What the task asks - Rewrite the material below with every occurrence of "Where can you spot" replaced by "Where do you see", leaving all other text unchanged.

Stored data -
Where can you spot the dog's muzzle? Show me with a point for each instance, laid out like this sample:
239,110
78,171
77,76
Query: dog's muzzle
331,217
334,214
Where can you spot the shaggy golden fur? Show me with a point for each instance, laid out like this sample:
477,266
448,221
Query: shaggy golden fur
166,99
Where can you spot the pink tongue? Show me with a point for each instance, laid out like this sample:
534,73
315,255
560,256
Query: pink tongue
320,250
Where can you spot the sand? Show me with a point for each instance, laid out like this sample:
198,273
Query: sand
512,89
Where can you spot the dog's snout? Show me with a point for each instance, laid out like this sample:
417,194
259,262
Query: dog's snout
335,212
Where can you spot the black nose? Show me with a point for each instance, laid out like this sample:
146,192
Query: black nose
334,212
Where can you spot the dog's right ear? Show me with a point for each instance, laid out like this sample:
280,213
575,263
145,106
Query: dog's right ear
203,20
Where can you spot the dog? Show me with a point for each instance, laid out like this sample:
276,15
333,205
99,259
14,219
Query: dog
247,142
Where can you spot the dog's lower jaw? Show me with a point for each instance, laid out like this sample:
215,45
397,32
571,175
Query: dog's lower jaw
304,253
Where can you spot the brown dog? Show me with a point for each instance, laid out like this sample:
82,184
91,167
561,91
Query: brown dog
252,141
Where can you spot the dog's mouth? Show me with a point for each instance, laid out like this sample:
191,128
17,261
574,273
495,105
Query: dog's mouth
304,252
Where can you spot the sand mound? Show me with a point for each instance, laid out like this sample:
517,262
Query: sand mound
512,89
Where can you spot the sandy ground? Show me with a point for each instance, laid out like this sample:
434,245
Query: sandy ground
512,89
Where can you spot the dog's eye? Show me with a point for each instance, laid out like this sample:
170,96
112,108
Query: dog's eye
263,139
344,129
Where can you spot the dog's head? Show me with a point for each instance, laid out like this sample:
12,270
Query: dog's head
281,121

Response -
Where do you see the dog's muzzle? Show me with a point for each instance, laid out like this sample:
239,110
78,171
77,76
Query: dog's muzzle
331,217
334,214
Where do you see the shaggy golden fur? Show me with a point for each instance, laid out like this sample:
477,266
448,221
Query: shaggy golden fur
166,99
Where do you see the pink tongue? Show me with a point for each instance, laid out like this sample:
534,73
315,255
560,256
Query: pink tongue
320,250
Where do you see the sand? Show me with a point for each instance, laid out like this sample:
198,273
Query: sand
512,89
Where do you see the dog's snout? Show me with a point for each instance, laid out like this sample:
417,194
259,262
Query: dog's snout
335,212
Where do you see the black nose? Show me with a point for each instance, laid out like this sample:
146,192
Query: black nose
334,212
Where do you see the dog's right ear? Show me with a point for each instance, laid out like this sample:
280,213
575,263
145,106
Query: dog's right ear
203,20
Where do you see the dog? Show me with a point for each instance, laid out like this sample:
276,15
333,205
99,259
14,219
Query: dog
247,142
Where do you see the dog's lower jaw? Show me with a point for each instance, laid out like this sample:
215,45
397,32
571,175
Query: dog's lower jaw
304,253
Where do you see the brown dog? Show me with a point for each instance, laid out like this sample:
82,184
91,167
561,91
Query: brown dog
252,141
Where do you see the dog's mouth? Show me with a point for each instance, laid out like this sample:
191,128
17,261
574,273
495,105
Query: dog's mouth
304,252
Where do you see the sand mound? Show me with a point for each instance, laid out like this sample:
517,262
Query: sand mound
512,89
Where do you see the sandy ground? Show me with a point for each instance, laid out like this sample:
434,245
Query: sandy ground
512,89
Where do you see the dog's eye? Show me with a point for each instance, laid out like this sample:
170,96
112,108
Query: dog's eye
263,139
344,129
Where do you see the dog's head? Show me with a point for each instance, laid out like this sample:
12,270
Query: dog's head
281,121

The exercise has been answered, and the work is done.